Siempre me han llamado la atención las bodegas. No hay lugar en el mundo dónde se conserven mejor las cosas que una bodega. No hace ni frío ni calor, lo cual es ideal para que el vino, por ejemplo, se transforme de un brebaje insulso en una obra de arte.

Uno de los pocos sitios que me gustaría conocer antes de diñarla es la Capadocia. Allí, durante miles de años, los hombres han vivido en cuevas; pero no en cuevas naturales, sino en las construidas por ellos. Cada vez que veo una fotografía o un reportaje de aquel lugar, no puedo por menos que imaginarme a los enanos del Señor de los Anillos horadando cada centímetro de tierra para lograr hacer una ciudad espléndida, llena de riquezas, en lo más profundo de la tierra. Así, cree uno, debieron sentirse nuestros ancestros cuando escavaban el suelo de una de las zonas más pobres de la provincia para que casi el único fruto que podían sembrar, las viñas, diesen su néctar, que ellos convertían en su medio natural de subsistencia. Durante siglos, los habitantes de la Montaña o de las Riberas, al llegar octubre, uncían los bueyes y peregrinaban hacia el sur y el este para cambiar sus alubias, sus madreñas o sus aperos, por el vino que lograba que pasasen el invierno mucho más placenteramente.
****************
- **Tarea propuesta 1**
Según el fragmento sobre las bodegas, ¿en qué momento del año uncían los bueyes los habitantes de la Montaña o de las Riberas?
- **Tarea propuesta 2**
Enumere todo lo que, según el fragmento sobre las bodegas, cambiaban por vino los habitantes de la Montaña o de las Riberas.
- **Tarea propuesta 3**
Indique si cada afirmación concuerda con el fragmento sobre las bodegas y cite las palabras que lo deciden: (a) en la Capadocia los hombres han vivido en cuevas naturales; (b) en una bodega no hace ni frío ni calor; (c) los habitantes de la Montaña o de las Riberas peregrinaban hacia el norte.
****************
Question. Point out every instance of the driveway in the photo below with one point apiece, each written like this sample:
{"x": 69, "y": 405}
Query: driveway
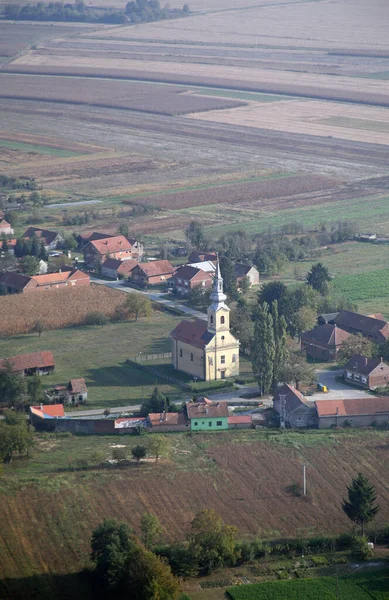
{"x": 337, "y": 390}
{"x": 154, "y": 296}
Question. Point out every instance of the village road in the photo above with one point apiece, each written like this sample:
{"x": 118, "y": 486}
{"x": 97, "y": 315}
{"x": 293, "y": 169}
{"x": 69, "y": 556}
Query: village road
{"x": 154, "y": 296}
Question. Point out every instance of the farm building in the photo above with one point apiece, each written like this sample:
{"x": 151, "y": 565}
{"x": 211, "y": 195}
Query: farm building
{"x": 207, "y": 349}
{"x": 242, "y": 271}
{"x": 75, "y": 392}
{"x": 159, "y": 422}
{"x": 375, "y": 329}
{"x": 298, "y": 411}
{"x": 5, "y": 227}
{"x": 186, "y": 278}
{"x": 115, "y": 268}
{"x": 15, "y": 283}
{"x": 357, "y": 412}
{"x": 51, "y": 239}
{"x": 205, "y": 415}
{"x": 152, "y": 273}
{"x": 96, "y": 251}
{"x": 368, "y": 373}
{"x": 40, "y": 363}
{"x": 323, "y": 342}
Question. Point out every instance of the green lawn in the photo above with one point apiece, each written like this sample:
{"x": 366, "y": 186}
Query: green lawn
{"x": 99, "y": 353}
{"x": 23, "y": 147}
{"x": 362, "y": 586}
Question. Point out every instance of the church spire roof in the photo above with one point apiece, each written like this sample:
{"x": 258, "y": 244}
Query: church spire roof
****************
- **Resultado del ejercicio 1**
Al llegar octubre.

- **Resultado del ejercicio 2**
Sus alubias, sus madreñas y sus aperos.

- **Resultado del ejercicio 3**
(a) No: «pero no en cuevas naturales, sino en las construidas por ellos».
(b) Sí: «No hace ni frío ni calor».
(c) No: «peregrinaban hacia el sur y el este».